───── Passage

Todd Rivaldo Albert Ferre (born 15 March 1999) is an Indonesian professional footballer who plays as an attacking midfielder and right winger for Liga 1 club PSS Sleman.

Club career

Early career
Before becoming a football player, Rivaldo started his career as a futsal player.

Then, he received an offer to join the Persipura U-19 team. He helped Persipura to win the 2017 Liga 1 U-19 also scored a freekick in the final match 
against Persib U-19. 
Persipura coach at that time, Peter Butler, then called Rivaldo to play in the senior team.

Persipura Jayapura

2018 season: First team breakthrough
Rivaldo made his debut in 2018 Liga 1 when Persipura were beaten 1-3 by Arema. He scored a goal in the 90th minute. Although, his goal did not save Mutiara Hitam from defeat. He scored and assisted a goal, in a 6–0 win against Madura United. Persipura finished 12th in the league, with Rivaldo making 15 appearances and scored 3 goals.

──────────

Written task: Resume the biography of Todd Rivaldo Albert Ferre above, picking up after its last sentence.

───── Rows

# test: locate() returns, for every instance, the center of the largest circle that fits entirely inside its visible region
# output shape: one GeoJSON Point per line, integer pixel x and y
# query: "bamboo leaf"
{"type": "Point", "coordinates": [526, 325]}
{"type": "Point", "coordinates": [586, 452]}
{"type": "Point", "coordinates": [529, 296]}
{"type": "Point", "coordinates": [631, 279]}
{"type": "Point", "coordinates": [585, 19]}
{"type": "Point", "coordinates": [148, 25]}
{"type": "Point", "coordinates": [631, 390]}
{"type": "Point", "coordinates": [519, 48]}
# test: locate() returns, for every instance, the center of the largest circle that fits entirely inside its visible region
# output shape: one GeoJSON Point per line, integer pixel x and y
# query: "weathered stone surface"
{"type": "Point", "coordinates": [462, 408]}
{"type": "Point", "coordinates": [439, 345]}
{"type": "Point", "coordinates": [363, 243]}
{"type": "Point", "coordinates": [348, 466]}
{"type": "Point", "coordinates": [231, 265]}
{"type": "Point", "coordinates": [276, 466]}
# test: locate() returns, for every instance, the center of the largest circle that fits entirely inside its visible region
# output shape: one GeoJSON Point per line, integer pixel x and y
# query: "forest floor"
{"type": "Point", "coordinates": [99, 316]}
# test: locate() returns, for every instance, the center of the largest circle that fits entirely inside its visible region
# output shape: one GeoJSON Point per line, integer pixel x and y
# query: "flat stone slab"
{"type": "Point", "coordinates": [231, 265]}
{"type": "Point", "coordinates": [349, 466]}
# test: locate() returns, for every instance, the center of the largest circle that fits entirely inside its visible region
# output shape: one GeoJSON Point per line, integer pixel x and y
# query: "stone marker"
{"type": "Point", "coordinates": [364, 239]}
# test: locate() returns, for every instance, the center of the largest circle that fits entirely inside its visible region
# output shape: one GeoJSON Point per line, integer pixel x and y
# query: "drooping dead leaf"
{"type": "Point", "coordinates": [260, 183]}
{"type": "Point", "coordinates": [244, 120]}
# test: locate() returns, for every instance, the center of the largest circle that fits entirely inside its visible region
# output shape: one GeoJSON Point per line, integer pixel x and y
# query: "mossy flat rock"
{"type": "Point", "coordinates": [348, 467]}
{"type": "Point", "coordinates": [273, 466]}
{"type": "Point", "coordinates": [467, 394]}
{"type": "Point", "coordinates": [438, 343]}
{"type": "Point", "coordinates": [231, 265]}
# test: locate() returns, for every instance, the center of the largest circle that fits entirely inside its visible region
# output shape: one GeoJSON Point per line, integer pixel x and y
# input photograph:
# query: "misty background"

──────────

Output of the exercise:
2019 season: Best Young Player and Team of the season
On 2 October 2019, Rivaldo scored a brace in Persipura 3–0 win against Persikabo 1973. On 11 November, Rivaldo scored a late equaliser to make the score 2–2 against Bali United. He made 29 appearances and scored 5 goal, helping Persipura finish 3rd in the league. He was awarded the Best Young Player Award,  beating other contestant Terens Puhiri  and Asnawi Mangkualam, also awarded as Team of The Season.

2020 season
Rivaldo started against Persebaya, as Persipura won 3–4. Rivaldo played all Persipura game until matchday 3, as the league was postponed and then cancelled.

Lampang F.C. (loan)
In February 2021, Rivaldo was loaned to Thai League 2 club,  Lampang. He was loaned for the remainder of the season. On 7 February, Rivaldo made his league debut coming on as 95th-minute substitute for Jeerachai Ladadok in a 2–0 win against Uthai Thani. Rivaldo scored his first goal against Nongbua Pitchaya as his team drew 1-1. Rivaldo helped Lampang to finish 12th with 12 appearances and 1 goal.

2021-22 season: Return to Persipura
After a short stint at Thailand, Rivaldo returned to Persipura. Rivaldo started in Persipura's first league game against Persita Tangerang, but couldn't help his team avoid a 1–2 defeat.

PSS Sleman
On 12 May 2022, Ferre joined PSS Sleman. He made his league debut on 23 July 2022 in a match against PSM Makassar at the Maguwoharjo Stadium, Sleman.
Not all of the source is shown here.